→ **TASK INSTRUCTIONS**
From the records, return each line that has the word "black" in it.

[Natural language region descriptions]
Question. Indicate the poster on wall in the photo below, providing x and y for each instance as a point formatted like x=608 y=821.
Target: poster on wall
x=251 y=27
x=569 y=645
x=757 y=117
==
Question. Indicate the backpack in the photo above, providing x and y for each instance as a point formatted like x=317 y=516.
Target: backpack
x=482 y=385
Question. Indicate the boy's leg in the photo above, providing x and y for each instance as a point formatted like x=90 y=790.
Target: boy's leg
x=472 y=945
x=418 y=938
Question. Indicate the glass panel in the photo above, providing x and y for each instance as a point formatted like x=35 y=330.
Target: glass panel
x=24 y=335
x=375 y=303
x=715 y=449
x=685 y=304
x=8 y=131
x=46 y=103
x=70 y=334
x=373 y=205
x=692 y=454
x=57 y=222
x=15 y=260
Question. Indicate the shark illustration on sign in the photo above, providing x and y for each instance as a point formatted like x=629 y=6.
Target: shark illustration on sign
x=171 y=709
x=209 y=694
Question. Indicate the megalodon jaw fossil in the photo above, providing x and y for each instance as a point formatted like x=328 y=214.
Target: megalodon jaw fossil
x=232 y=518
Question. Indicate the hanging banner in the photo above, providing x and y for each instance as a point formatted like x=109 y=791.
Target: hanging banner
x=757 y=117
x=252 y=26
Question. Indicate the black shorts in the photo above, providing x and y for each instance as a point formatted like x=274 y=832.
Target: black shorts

→ **RESULT OF THIS TASK**
Question. Indicate the black shorts in the photo above, providing x and y for each instance as a point formatted like x=274 y=832.
Target: black shorts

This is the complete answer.